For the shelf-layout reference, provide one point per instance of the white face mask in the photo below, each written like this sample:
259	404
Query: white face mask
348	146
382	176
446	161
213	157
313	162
=====
(WHAT THE EXERCISE ASKS)
Write out every line of the records above word for word, with nothing changed.

(WORKED ANSWER)
For the shelf-layout reference, provide one point per instance of the white face mask in the photo below, each written like this sample:
259	404
Query: white face mask
348	146
382	176
446	161
213	157
313	162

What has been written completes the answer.